◆ Input data:
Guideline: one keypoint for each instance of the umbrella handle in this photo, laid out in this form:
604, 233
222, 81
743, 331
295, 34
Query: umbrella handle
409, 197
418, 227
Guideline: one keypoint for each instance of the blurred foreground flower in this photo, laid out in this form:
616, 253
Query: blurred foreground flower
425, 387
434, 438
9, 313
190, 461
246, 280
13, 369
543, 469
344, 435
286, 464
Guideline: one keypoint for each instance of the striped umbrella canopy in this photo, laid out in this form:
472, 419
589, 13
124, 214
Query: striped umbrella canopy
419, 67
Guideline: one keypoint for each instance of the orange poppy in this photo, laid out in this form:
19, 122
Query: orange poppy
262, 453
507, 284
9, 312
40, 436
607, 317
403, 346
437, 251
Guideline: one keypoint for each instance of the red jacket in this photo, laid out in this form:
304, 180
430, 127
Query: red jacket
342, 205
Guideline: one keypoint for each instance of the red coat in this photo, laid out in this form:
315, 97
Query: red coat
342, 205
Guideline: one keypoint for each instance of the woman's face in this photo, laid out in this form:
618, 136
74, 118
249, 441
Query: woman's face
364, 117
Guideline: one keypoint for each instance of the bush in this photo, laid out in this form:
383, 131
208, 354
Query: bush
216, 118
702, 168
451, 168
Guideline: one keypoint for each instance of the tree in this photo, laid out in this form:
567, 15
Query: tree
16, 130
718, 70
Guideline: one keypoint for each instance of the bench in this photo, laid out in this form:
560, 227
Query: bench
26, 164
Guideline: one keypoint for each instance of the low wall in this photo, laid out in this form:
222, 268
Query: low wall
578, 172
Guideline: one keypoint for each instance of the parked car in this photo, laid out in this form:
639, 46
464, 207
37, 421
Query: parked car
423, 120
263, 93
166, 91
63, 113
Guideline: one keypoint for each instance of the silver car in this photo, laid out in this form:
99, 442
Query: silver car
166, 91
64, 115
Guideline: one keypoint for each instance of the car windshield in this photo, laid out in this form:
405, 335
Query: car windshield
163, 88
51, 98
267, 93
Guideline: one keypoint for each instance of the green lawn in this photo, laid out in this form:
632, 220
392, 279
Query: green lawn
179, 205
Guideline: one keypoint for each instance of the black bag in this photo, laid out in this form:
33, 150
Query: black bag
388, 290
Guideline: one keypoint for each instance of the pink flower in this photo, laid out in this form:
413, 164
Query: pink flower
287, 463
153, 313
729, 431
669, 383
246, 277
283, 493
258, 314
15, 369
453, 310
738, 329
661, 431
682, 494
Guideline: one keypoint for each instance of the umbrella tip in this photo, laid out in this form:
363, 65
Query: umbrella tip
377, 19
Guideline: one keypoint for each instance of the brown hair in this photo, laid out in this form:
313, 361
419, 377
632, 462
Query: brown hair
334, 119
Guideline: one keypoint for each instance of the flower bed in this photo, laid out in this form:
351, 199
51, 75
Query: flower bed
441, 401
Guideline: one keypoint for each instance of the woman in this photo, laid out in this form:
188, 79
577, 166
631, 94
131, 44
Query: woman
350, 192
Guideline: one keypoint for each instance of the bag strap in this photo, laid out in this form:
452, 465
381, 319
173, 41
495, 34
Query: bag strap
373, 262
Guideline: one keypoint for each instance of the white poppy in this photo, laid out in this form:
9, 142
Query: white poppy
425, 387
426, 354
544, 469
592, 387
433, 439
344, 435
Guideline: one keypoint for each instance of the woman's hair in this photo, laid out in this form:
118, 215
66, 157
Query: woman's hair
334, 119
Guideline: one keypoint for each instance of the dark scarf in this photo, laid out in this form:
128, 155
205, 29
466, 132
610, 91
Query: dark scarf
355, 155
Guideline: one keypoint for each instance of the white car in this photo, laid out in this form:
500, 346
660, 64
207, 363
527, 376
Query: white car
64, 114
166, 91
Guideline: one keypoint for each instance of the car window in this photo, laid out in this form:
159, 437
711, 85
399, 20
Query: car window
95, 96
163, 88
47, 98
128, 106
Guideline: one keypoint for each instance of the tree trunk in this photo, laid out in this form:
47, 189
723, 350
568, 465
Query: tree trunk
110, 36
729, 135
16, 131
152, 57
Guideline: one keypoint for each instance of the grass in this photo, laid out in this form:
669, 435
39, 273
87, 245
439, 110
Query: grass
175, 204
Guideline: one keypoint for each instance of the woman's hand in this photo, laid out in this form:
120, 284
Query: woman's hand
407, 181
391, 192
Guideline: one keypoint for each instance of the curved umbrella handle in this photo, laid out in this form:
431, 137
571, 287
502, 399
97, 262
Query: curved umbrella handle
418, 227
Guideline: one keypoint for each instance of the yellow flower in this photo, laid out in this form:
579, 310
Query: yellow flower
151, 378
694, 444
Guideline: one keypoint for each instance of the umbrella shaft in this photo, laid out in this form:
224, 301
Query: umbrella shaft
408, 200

◆ Exercise details:
Restate the whole set of entries exactly.

◆ Result below:
Guideline: one keypoint for each instance of the umbrella handle in this photo, laid out in this form:
604, 233
222, 81
743, 331
295, 34
Query: umbrella handle
409, 197
418, 227
Guideline: one keypoint for each instance of the blurred foreground flower in this photo, laid out in this form:
616, 253
Query: blurred foreground flower
425, 387
434, 438
9, 313
190, 461
246, 280
13, 369
543, 469
344, 435
286, 464
Guideline: one keypoint for each instance of the striped umbrella canopy in this photo, laid out in this form:
472, 419
589, 13
124, 214
Query: striped umbrella canopy
419, 67
Guideline: one keypoint for each instance of the orange poppy in this photo, laid out in this form:
19, 122
Query: orange poppy
262, 453
507, 284
9, 312
40, 436
607, 317
403, 346
437, 251
Guideline: one keypoint for each instance of the red jacket in this photo, laid out in this form:
304, 180
430, 127
Query: red jacket
342, 205
Guideline: one keypoint for each instance of the red coat in this photo, laid out in this form:
315, 97
Query: red coat
342, 205
Guideline: one keypoint for each instance of the woman's face in this photo, laid out in this form:
618, 136
74, 118
249, 441
Query: woman's face
364, 117
Guideline: one keypoint for each instance of the bush in this photo, laid out in this form:
383, 131
208, 354
Query: bush
216, 118
702, 168
451, 168
Guideline: one keypoint for each instance of the tree in this photo, laid out in this form:
567, 15
Query: tree
16, 130
718, 70
Guideline: one keypoint for each instance of the bench in this photo, laid out in this form:
560, 227
Query: bench
26, 164
Guideline: one keypoint for each instance of the low wall in this photo, laid out in this form:
222, 268
Query: low wall
578, 172
Guideline: one keypoint for each instance of the parked car in this photo, laid out in this form:
639, 46
464, 207
37, 421
Query: parked car
423, 120
263, 93
166, 91
63, 113
Guideline: one keypoint for each instance of the silver car in this photo, laid out in this form:
99, 442
Query: silver car
166, 91
64, 115
Guideline: one keypoint for each instance of the car windshield in this photo, laid out in this form:
405, 335
Query: car windshield
163, 88
51, 98
267, 93
Guideline: one keypoint for each instance of the green lawn in this photo, laid out in this form:
632, 220
392, 279
Query: green lawn
179, 205
Guideline: one keypoint for each instance of the black bag in this photo, laid out in this form:
33, 150
Query: black bag
388, 290
Guideline: one keypoint for each instance of the pink flower in this photo, laid out in this form:
413, 164
Query: pink flower
287, 463
153, 313
729, 431
669, 383
246, 277
283, 493
258, 314
15, 369
453, 310
738, 329
661, 431
682, 494
Guideline: one keypoint for each instance of the umbrella tip in this photo, laid out in this form:
363, 65
Query: umbrella tip
377, 19
Guideline: one keypoint for each instance of the brown hair in this photo, laid out in this form:
313, 361
419, 377
632, 462
Query: brown hair
334, 119
Guideline: one keypoint for each instance of the flower bed in this photo, laid out in this form:
351, 199
51, 75
Query: flower bed
441, 401
Guideline: one keypoint for each instance of the woman in this photo, laid out in this form:
188, 79
577, 166
631, 94
131, 44
Query: woman
350, 192
Guideline: one keypoint for each instance of the bag strap in this photo, laid out in this form:
452, 465
381, 319
173, 41
495, 34
Query: bag strap
373, 262
Guideline: one keypoint for each instance of the white poppy in this photo, laid out in this form:
9, 142
Query: white poppy
425, 387
426, 354
544, 469
592, 387
433, 439
344, 435
Guideline: one keypoint for each instance of the woman's hair in this photo, laid out in this form:
118, 215
66, 157
Query: woman's hair
334, 119
Guideline: one keypoint for each instance of the dark scarf in this photo, laid out in this form:
128, 155
205, 29
466, 132
610, 91
Query: dark scarf
355, 155
Guideline: one keypoint for each instance of the white car in this photo, laid out in this form:
500, 346
660, 64
207, 363
527, 376
Query: white car
64, 114
166, 91
Guideline: one keypoint for each instance of the car window in this photo, laid out in this form:
159, 437
711, 85
399, 20
Query: car window
95, 96
163, 88
47, 98
128, 106
Guideline: one keypoint for each instance of the tree trunk in this photo, laid out in this form:
47, 189
723, 350
568, 465
Query: tree trunk
110, 36
729, 135
16, 131
152, 57
Guideline: one keypoint for each instance of the grass in this photo, laid out in this form:
669, 435
39, 273
87, 245
439, 110
Query: grass
175, 204
Guideline: one keypoint for each instance of the woman's hand in this photo, laid out in this form:
120, 284
Query: woman's hand
407, 181
391, 192
Guideline: one keypoint for each instance of the curved umbrella handle in this photo, laid out in this form:
431, 137
571, 287
502, 399
97, 262
Query: curved umbrella handle
418, 227
Guideline: one keypoint for each instance of the yellow flower in this photo, laid out in this form:
579, 310
Query: yellow flower
151, 378
694, 444
Guideline: one keypoint for each instance of the umbrella shaft in this photo, laid out in this form:
224, 301
Query: umbrella shaft
408, 200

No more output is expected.